*** Opening Given text ***

As Andrew searches for the truth of his best friend Eddie's death in Nashville, he uncovers secrets and a family history soaked in blood and death. Whirling between the backstabbing academic world where Eddie had spent his days and the circle of hot boys, fast cars and hard drugs that ruled Eddie's nights, the walls Andrew has built against the world begin to crumble—and there is something awful lurking behind those walls.
A haunting ghost story, a mystery, a queer romance, an Appalachian street-racing adventure: it’s impressive enough that Lee Mandelo’s debut novel, Summer Sons, doesn’t get lost in its potentially-contradictory impulses. Even more impressive is the way it pulls these threads together—or, perhaps, is pulled and balanced between them—to tell a vibrant story of love and grief ... There are some seriously gory scenes here, some seriously steamy ones too, and the entire novel is enriched by a constant level of bodily awareness and detail ... Although Summer Sons is keen, appropriately enough, to accelerate into the curves at key moments, its overall pace is strangely meandering. It’s not that it’s a bad mystery, it’s that Andrew is a phenomenally bad detective ... The characters feel real, the cars feel real, and Mandelo absolutely nails the setting, right at this very specific intersection of Appalachia and collegiate uncertainty: the heat, the drinks, the casual physicality, the habits borne of rural poverty that recent affluence and city-living can’t entirely erase. The ghostly and magical elements, though disturbing, feel organic. To my eye there’s a slightly-conspicuous (if welcome) absence of gun culture, but the emphasis on the land itself, on old and bloody secrets, on lonesome roads and flexible families all combine for an honest and particular background that I rarely see in speculative fiction, and I’m here for it ... I found Summer Sons ultimately rather comforting: no saccharine happily-ever-after, but figuring it out, and intensely alive.
... a haunting, slow burn of a novel that explores grief, loss, denial, and a hunt for truth set against an atmospheric backdrop of the humid heat of the south. Summer Sons takes some of the characteristics you would find in a southern gothic such as flawed characters, the use of horror imagery, ghost stories, and secrets and uses them to create a layered and lingering tale. There are a fair few spooky and eerie moments, which becomes unsettling at times but that’s what can make a book go from good to great because it gets to you ... I was hooked in from reading the blurb, but I found that there is so much more to find in the story that all weaves together. It is a ghost story (maybe both physical and metaphorical), it also becomes a search for the truth, about friendship, self-discovery, unpacking trauma, re-evaluating relationships and looking towards recovery. I found it to be a very memorable, and yes, haunting read and I am already looking forward to re-reading it again with new eyes ... I’d recommend Summer Sons to fans of the southern gothic as well as those new to the genre, and I think readers who like a good mystery would enjoy this too. I’d also recommend it to those who enjoy character focused novels, as well as anyone looking to read more queer literature by queer authors.

*** Closing Given text ***
*** Opening Provided information ***

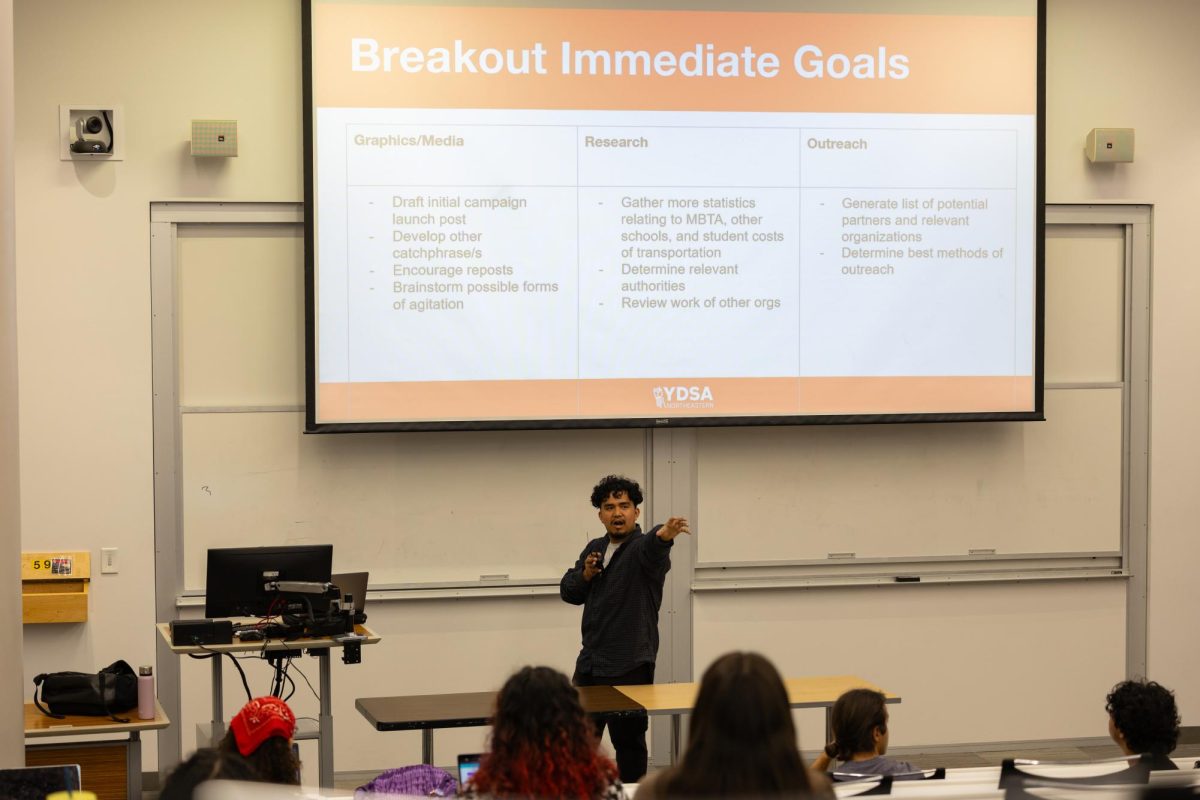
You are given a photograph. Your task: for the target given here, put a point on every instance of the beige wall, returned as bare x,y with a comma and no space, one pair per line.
83,265
84,304
1117,64
11,741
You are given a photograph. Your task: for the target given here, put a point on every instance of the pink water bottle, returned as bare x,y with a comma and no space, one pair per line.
145,692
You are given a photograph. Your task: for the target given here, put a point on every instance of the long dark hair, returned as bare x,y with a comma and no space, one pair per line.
741,740
205,764
855,717
1146,715
273,761
543,744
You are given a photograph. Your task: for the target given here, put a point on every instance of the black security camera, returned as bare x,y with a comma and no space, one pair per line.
93,125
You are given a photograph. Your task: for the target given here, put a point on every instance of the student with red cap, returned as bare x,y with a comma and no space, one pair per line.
262,734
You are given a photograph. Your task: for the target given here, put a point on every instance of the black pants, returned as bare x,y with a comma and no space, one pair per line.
628,732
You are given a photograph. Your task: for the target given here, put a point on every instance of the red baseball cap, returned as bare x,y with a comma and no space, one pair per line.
259,720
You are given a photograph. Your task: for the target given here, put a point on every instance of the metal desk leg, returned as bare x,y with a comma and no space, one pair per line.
325,732
217,729
426,745
675,739
133,765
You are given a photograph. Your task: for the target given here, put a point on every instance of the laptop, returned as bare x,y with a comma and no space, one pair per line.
353,584
36,782
467,767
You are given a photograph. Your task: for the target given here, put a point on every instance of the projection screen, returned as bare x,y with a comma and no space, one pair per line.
563,216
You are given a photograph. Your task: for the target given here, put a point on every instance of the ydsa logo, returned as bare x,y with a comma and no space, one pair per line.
683,397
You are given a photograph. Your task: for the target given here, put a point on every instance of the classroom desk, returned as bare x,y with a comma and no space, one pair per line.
425,713
317,647
39,726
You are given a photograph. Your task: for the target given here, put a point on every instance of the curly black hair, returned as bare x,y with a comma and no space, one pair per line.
1145,714
543,744
853,719
205,764
616,485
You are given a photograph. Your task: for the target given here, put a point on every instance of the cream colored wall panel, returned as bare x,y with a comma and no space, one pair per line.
11,704
893,491
973,663
1085,304
408,507
240,316
83,265
1086,88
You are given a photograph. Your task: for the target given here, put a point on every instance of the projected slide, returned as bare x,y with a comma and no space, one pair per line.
571,215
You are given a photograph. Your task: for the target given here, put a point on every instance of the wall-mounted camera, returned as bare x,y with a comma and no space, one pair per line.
90,131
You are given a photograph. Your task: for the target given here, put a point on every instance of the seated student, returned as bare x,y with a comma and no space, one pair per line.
205,764
859,721
262,734
543,744
741,740
1143,719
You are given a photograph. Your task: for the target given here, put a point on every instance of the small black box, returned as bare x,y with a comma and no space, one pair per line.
201,631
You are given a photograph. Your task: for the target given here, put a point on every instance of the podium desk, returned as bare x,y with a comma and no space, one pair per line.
318,647
109,768
426,713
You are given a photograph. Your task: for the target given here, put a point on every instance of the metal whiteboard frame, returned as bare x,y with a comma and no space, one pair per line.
671,470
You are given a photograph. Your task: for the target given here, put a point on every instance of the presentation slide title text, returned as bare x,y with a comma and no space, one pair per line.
700,61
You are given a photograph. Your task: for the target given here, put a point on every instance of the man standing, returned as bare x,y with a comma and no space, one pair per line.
618,579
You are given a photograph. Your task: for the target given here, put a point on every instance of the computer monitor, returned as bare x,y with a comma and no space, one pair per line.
237,578
36,782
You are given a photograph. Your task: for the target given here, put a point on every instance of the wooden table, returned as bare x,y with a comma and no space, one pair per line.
426,713
101,773
317,647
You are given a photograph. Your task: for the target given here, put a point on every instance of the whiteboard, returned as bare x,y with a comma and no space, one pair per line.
419,507
408,507
931,491
916,491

*** Closing Provided information ***

__Directions__
Rewrite the paragraph of the Summer Sons text that begins "As Andrew searches" more briefly, keeping its main facts. The entries have no connection to the text about Summer Sons.

__Problem solution__
Searching for the truth about his best friend Eddie's death in Nashville, Andrew uncovers secrets and a family history steeped in blood and death. As he moves between the cutthroat academic world of Eddie's days and the hot boys, fast cars and hard drugs of his nights, Andrew's defenses against the world start to crumble, and something awful lurks behind them.